→ The request: Reproduce exactly the lines from the line containing "Where can you spot the white door" through the end of the records below, including both ends, and nothing else.

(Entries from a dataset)

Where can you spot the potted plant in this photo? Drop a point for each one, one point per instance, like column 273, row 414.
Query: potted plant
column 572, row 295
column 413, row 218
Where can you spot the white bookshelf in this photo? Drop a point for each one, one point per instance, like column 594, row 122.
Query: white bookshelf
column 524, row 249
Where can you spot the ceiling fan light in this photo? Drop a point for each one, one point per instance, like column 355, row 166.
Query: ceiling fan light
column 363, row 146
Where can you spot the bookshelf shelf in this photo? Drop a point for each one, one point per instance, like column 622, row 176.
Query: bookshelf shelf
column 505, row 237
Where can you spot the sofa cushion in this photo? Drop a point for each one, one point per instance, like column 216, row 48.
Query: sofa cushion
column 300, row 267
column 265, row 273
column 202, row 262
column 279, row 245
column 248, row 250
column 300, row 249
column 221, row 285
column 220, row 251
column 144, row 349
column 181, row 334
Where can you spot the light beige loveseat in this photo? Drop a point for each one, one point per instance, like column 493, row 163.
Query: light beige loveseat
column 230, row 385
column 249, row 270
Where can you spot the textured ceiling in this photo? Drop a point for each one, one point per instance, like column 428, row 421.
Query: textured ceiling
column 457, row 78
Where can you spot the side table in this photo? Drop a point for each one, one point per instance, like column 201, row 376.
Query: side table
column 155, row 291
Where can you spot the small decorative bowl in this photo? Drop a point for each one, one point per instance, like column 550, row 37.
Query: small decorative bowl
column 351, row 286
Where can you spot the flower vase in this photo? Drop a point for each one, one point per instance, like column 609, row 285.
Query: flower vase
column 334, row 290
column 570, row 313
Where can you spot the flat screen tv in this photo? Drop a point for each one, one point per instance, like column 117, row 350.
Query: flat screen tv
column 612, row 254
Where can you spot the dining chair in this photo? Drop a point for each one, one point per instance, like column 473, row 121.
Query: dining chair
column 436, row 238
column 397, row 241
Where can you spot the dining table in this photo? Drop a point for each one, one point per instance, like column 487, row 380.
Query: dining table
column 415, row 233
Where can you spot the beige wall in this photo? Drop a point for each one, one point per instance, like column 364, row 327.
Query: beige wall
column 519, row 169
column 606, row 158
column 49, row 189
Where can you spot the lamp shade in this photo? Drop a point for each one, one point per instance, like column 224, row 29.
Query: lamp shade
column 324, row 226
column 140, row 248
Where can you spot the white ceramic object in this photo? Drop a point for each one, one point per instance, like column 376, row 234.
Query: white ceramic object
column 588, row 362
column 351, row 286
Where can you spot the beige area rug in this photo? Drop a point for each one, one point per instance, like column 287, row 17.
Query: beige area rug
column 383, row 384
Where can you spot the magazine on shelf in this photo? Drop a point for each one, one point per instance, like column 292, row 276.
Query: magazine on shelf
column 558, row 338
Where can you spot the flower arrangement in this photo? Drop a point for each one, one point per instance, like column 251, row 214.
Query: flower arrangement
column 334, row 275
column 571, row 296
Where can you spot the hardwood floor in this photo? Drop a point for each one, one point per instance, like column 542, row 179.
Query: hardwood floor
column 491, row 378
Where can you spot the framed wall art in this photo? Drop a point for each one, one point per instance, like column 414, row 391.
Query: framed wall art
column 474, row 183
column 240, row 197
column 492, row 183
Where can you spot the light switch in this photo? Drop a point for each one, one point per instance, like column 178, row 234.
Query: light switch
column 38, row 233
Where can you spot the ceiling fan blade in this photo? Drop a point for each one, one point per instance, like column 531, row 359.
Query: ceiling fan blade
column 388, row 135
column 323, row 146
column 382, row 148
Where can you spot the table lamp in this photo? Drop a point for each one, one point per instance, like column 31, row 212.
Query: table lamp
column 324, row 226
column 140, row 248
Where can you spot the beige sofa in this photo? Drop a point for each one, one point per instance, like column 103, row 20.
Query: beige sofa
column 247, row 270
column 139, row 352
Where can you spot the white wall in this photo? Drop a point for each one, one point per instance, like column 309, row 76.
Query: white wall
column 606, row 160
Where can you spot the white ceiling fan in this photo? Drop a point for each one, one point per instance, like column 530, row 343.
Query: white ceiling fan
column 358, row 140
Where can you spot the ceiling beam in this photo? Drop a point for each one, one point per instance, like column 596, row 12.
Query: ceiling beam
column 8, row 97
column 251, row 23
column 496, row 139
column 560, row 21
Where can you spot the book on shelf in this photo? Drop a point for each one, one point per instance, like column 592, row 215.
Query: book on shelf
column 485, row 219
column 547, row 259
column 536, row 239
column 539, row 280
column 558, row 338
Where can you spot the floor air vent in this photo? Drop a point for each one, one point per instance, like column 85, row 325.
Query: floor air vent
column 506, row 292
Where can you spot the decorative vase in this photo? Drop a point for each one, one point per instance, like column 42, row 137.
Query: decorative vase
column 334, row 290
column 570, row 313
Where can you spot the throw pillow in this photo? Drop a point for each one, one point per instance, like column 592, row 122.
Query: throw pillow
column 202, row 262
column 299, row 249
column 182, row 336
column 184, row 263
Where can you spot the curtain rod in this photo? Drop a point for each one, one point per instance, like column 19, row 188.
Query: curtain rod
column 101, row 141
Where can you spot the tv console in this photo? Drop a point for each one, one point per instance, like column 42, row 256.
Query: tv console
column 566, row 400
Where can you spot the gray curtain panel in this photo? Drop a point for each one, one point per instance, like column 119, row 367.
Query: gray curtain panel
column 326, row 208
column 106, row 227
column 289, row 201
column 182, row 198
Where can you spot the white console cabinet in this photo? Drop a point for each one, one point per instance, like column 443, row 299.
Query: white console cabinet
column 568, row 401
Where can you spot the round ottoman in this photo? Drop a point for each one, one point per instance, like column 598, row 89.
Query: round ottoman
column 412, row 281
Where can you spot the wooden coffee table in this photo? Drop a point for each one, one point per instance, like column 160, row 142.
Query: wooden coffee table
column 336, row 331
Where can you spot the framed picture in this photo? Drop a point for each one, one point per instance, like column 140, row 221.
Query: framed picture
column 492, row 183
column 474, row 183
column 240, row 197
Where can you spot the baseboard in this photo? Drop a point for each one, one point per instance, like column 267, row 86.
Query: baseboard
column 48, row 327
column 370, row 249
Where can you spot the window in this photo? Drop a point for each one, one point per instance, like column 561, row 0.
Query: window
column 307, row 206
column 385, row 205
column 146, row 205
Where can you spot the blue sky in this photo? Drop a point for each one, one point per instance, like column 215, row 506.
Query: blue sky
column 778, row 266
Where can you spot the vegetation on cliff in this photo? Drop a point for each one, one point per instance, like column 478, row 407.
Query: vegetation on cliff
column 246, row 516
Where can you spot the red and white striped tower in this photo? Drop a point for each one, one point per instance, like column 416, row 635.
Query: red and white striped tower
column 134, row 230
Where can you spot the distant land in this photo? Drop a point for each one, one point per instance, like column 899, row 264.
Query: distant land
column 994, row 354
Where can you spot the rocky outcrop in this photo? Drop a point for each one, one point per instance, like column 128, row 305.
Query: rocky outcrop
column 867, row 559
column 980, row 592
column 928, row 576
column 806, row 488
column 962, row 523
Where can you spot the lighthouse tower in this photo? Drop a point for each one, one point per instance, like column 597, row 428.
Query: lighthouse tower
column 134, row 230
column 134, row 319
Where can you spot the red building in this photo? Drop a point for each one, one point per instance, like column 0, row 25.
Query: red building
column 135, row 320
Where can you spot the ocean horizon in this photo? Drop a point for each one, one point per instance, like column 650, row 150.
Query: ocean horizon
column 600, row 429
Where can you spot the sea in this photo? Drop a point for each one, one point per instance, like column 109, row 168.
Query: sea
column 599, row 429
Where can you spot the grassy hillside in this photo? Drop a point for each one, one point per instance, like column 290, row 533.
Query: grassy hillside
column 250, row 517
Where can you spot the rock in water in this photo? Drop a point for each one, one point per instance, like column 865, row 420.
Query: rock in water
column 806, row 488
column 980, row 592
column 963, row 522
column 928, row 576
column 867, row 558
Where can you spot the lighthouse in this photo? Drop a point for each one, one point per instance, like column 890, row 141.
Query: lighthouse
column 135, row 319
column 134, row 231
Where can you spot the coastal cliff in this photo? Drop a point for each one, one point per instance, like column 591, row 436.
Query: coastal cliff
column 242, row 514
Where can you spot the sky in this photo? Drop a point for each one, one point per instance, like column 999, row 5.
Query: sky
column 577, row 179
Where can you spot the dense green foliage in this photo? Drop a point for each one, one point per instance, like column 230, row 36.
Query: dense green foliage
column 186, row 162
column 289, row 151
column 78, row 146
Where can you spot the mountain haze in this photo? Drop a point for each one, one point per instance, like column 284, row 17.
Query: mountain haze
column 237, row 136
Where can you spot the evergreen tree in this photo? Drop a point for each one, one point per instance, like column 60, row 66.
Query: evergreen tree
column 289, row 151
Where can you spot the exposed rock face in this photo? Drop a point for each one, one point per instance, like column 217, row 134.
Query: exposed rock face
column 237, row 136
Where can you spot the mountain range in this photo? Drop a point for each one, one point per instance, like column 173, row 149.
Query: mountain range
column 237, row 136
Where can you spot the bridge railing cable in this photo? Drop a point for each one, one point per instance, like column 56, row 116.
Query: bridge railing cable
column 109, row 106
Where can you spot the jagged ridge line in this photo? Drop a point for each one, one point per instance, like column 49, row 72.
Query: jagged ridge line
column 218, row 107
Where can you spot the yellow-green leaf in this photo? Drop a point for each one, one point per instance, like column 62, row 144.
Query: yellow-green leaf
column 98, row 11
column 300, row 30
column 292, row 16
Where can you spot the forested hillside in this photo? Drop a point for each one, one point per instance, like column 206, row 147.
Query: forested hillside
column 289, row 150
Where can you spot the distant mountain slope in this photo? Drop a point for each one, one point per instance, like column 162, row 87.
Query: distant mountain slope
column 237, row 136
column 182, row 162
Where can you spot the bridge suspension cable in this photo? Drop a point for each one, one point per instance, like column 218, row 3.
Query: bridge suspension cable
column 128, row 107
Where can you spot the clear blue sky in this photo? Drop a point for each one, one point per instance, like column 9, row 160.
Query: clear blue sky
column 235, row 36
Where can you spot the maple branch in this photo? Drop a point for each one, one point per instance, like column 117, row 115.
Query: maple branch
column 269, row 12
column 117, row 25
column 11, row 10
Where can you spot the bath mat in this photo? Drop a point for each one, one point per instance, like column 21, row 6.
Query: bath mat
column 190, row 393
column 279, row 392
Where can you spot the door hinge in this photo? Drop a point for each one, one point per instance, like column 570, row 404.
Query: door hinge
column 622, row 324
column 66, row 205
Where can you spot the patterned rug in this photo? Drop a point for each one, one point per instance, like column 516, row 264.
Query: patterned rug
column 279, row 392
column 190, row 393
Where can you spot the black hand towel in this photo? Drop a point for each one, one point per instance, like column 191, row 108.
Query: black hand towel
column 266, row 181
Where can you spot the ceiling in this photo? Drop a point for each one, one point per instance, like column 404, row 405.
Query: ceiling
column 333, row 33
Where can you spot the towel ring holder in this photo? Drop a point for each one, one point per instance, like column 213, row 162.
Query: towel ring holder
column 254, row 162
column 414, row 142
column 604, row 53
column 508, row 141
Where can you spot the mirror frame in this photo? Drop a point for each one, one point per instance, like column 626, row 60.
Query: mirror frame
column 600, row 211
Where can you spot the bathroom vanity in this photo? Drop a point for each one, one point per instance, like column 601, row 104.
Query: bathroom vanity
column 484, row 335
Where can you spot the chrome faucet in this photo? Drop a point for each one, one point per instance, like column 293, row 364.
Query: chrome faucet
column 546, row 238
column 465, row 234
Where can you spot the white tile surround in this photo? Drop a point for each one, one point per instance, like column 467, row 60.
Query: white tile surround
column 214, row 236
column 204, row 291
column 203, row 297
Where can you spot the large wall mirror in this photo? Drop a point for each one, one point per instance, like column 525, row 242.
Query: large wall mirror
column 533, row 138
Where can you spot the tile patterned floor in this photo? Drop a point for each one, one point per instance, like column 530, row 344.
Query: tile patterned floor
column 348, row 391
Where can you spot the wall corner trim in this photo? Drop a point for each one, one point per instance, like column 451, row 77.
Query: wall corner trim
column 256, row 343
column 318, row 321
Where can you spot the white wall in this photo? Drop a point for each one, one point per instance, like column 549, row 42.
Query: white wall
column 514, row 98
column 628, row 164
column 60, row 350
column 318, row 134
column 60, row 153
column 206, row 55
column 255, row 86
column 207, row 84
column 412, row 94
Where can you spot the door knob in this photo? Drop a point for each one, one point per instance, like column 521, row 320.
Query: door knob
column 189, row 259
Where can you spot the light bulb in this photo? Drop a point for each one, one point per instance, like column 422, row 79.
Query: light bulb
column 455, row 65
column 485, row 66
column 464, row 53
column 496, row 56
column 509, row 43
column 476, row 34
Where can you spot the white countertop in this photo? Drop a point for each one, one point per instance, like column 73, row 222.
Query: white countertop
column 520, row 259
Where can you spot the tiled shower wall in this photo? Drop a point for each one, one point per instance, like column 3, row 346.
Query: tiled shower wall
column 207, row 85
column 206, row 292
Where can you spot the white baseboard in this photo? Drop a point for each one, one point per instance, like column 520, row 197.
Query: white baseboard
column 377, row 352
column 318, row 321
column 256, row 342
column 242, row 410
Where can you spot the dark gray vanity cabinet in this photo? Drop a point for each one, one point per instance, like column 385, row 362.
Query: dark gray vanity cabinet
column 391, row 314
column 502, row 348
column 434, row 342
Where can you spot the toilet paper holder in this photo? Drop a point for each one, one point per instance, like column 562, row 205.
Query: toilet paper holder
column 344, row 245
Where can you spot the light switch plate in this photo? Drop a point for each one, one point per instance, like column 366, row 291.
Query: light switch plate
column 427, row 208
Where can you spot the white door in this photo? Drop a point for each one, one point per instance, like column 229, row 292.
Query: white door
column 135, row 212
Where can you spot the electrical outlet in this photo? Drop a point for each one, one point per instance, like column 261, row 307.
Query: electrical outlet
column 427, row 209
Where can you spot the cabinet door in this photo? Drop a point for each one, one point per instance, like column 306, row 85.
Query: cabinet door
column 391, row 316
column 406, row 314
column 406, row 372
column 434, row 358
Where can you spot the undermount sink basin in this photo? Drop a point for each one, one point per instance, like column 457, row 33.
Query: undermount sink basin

→ Worked solution:
Where can you spot the white door in this photo? Drop a point for each one, one point per instance, like column 229, row 292.
Query: white door
column 135, row 212
Where can you spot the electrical outlet in this photo? Drop a point for each one, one point per instance, like column 261, row 307.
Query: electrical outlet
column 427, row 209
Where can you spot the cabinet door in this photo? Drop a point for each one, one point per instance, like column 306, row 85.
Query: cabinet door
column 391, row 316
column 406, row 314
column 406, row 372
column 434, row 358
Where can you spot the undermount sink basin in this photo? Drop a point for each one, one point per instance, like column 457, row 33.
Query: undermount sink basin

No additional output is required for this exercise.